Records from a point-labeling set:
# # # # #

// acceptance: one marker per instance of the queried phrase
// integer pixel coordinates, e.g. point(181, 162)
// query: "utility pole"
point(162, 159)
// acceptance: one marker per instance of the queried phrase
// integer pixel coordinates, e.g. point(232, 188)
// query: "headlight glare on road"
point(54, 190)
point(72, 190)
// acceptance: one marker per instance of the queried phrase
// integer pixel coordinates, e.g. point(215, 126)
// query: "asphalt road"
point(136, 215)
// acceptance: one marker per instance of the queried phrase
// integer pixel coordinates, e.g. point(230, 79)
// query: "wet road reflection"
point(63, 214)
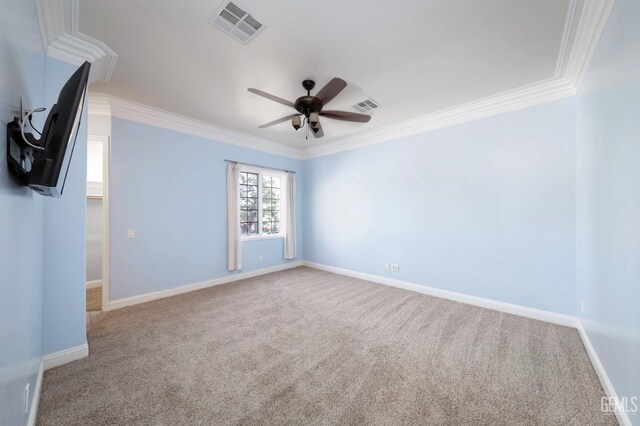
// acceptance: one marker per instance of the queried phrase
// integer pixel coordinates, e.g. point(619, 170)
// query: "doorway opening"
point(96, 288)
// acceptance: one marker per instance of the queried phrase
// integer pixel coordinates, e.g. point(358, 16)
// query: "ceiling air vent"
point(366, 105)
point(235, 21)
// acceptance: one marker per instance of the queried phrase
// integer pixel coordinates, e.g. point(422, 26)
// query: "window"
point(260, 203)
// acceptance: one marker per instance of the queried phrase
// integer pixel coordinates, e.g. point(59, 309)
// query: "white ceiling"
point(413, 56)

# # # # #

Format every line of the listing above as a numbered list, skipping blank lines. Leave the pictures out of your answer.

1. // acceptance: one marker per instance of the queried phrase
2. // integer pixel coordinates, e.g. point(181, 162)
3. // query: "utility pole"
4. point(162, 159)
5. // acceptance: one marker per instance of the queried phrase
6. // integer pixel coordinates, e.g. point(232, 188)
7. // query: "headlight glare on road"
8. point(54, 190)
9. point(72, 190)
10. // acceptance: one marker per instance of the queried phrase
11. // integer pixel coordinates, e.g. point(215, 126)
12. // query: "asphalt road"
13. point(136, 215)
14. // acceptance: one marker per instance of the queried phrase
15. // integer pixel coordinates, e.g. point(230, 79)
16. // query: "wet road reflection"
17. point(63, 214)
18. // acceptance: one marker per instance of the queried phrase
19. // integer pixel coordinates, e.g. point(619, 170)
20. // query: "doorway opening"
21. point(96, 288)
22. // acceptance: one marker per instance of the queried phrase
23. // integer pixel coordinates, e.g. point(358, 16)
24. // query: "ceiling air vent"
25. point(366, 105)
26. point(235, 21)
27. // acceptance: one marker per instance of the queried phrase
28. // integer pixel coordinates, e.g. point(422, 26)
29. // query: "window"
30. point(260, 203)
31. // acceptance: one marker per instance of the queried phrase
32. // integer pixel coordinates, e.g. point(59, 309)
33. // query: "white ceiling"
34. point(413, 56)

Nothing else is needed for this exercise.